- [Task]
Copy out exactly the lines from the one containing "Target = neck" to the end of the records below, both included, and nothing else.

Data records
(begin)
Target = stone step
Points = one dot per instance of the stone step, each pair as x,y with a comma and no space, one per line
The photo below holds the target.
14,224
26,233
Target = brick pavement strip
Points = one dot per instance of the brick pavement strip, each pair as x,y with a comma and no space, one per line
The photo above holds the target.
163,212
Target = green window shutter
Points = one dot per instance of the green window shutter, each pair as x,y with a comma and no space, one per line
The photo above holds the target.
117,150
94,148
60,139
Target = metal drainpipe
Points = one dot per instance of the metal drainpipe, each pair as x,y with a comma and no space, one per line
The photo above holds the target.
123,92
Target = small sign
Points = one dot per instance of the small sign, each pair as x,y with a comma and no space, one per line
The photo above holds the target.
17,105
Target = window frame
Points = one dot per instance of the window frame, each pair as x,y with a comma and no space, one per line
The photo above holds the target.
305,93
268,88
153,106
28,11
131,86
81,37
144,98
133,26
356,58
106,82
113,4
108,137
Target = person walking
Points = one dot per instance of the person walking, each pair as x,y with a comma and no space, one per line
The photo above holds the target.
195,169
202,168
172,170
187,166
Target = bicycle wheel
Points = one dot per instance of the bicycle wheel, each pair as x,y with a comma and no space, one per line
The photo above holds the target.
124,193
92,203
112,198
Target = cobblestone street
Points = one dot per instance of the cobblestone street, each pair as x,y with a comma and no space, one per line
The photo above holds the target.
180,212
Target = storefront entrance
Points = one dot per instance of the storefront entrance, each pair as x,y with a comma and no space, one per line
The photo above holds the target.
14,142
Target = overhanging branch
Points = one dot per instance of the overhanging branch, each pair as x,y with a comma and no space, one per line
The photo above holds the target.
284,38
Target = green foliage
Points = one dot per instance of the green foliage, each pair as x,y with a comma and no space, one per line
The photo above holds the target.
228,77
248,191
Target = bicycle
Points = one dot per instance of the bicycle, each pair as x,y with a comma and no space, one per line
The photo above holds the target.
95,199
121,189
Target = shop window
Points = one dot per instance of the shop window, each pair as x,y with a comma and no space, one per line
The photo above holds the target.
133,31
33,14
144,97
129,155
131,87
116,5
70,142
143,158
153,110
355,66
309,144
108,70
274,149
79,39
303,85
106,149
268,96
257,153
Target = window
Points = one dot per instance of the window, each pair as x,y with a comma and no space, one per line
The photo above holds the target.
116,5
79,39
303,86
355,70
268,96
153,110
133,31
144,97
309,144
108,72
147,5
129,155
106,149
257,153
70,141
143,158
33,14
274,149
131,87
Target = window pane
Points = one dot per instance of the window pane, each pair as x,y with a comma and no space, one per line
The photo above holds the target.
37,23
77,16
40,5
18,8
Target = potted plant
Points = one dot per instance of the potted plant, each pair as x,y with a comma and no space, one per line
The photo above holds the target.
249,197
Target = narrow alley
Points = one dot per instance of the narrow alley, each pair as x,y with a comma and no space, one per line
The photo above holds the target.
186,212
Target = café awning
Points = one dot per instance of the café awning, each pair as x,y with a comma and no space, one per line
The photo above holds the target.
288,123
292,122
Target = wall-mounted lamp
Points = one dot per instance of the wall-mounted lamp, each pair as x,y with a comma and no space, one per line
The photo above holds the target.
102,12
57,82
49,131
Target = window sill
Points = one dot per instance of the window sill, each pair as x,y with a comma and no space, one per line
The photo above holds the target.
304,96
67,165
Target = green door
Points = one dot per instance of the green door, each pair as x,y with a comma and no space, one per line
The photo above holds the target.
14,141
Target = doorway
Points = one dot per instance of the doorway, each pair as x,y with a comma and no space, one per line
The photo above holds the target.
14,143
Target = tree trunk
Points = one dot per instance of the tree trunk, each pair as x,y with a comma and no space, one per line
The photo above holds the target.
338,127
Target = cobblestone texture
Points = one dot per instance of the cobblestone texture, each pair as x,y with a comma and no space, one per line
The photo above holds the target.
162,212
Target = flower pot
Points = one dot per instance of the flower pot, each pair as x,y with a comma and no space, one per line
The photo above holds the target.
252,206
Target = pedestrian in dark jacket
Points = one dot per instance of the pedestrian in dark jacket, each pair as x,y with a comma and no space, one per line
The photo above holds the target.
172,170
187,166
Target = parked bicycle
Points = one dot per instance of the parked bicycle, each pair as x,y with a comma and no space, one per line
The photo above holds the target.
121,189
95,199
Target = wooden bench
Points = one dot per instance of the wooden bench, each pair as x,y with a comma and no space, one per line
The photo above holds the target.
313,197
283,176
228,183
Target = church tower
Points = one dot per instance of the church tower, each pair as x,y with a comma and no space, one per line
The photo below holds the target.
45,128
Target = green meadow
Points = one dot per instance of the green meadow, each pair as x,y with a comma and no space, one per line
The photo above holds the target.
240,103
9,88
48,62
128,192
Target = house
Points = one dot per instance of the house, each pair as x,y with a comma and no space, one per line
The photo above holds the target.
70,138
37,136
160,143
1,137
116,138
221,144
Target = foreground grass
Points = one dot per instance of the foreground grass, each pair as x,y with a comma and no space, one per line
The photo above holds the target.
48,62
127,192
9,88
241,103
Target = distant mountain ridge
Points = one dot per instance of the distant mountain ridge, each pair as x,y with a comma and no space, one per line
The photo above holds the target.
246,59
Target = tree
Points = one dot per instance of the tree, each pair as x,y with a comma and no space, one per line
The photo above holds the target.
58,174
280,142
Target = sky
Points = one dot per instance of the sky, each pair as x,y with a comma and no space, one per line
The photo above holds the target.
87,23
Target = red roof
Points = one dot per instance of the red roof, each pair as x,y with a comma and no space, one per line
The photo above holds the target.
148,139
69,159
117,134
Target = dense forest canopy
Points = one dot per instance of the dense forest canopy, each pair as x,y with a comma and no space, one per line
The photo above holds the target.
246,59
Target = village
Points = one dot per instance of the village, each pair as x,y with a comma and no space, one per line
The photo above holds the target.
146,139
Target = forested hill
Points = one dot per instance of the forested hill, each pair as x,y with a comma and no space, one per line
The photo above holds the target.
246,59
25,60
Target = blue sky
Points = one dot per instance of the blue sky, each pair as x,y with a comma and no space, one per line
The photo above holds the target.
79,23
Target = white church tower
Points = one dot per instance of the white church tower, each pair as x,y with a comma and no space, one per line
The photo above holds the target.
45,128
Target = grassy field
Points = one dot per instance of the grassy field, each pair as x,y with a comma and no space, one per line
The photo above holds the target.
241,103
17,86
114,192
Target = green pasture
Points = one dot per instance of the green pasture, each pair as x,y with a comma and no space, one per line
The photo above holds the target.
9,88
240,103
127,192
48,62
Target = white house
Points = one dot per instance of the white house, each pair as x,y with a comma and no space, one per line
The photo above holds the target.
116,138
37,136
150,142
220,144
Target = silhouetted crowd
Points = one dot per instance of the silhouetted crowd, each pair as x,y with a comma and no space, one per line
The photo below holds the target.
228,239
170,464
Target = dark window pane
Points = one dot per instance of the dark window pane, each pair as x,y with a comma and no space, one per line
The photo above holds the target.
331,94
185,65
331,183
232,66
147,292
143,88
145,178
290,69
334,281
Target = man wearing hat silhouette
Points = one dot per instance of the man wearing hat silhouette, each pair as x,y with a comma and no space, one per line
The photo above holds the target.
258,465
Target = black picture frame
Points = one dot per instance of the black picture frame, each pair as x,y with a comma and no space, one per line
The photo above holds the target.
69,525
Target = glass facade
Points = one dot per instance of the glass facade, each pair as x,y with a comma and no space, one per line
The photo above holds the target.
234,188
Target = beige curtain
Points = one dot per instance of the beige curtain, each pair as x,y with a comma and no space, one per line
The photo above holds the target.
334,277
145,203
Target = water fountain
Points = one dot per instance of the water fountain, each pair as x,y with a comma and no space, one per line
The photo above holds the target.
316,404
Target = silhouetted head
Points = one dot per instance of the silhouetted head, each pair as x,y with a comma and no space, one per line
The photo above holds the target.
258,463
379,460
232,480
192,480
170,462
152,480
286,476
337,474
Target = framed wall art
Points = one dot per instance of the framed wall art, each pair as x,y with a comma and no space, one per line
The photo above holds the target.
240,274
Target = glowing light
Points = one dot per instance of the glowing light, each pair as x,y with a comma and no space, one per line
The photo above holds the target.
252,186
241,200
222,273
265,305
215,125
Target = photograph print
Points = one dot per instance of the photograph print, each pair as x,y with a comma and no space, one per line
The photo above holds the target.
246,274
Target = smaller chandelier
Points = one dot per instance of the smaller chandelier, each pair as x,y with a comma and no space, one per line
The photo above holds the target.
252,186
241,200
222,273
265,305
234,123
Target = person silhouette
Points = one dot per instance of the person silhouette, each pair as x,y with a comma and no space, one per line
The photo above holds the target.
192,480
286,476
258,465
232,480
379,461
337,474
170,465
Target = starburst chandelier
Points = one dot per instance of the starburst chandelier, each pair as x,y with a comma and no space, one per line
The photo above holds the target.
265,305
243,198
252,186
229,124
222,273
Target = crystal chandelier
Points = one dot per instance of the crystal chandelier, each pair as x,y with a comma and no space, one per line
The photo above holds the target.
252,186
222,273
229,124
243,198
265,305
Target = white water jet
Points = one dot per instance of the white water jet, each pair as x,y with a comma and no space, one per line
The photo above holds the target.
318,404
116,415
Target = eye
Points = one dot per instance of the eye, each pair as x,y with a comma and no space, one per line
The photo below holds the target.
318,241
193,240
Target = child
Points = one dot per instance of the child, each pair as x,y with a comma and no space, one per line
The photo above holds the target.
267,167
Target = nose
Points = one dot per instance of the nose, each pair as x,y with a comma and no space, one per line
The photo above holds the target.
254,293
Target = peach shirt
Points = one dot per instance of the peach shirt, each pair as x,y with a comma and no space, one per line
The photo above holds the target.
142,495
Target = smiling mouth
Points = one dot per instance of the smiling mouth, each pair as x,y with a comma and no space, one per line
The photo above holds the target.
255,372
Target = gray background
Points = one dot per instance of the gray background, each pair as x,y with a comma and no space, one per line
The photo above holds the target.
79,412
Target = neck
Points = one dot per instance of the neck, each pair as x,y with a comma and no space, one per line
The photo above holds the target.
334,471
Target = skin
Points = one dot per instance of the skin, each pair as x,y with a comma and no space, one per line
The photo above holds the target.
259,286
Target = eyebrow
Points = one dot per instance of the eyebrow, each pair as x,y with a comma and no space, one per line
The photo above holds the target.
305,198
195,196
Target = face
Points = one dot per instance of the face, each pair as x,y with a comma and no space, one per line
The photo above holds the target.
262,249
(end)
- [Result below]
Target = neck
Points = one dot per instance of the neck, each pair as x,y with a comma and no space, one per line
The photo above holds the target.
334,471
Target = skin
Points = one dot per instance of the skin, each pair as x,y with a comma and no space, one per line
The photo above holds the target.
259,286
Target = eyebrow
Points = one dot per instance of the eyebrow, each pair as x,y with a comma and no space, one per line
The photo above holds the target.
305,198
195,196
Target = face
Points = one dot per instance of the face, each pair as x,y with a comma and no space, one per line
The photo above holds the target.
262,249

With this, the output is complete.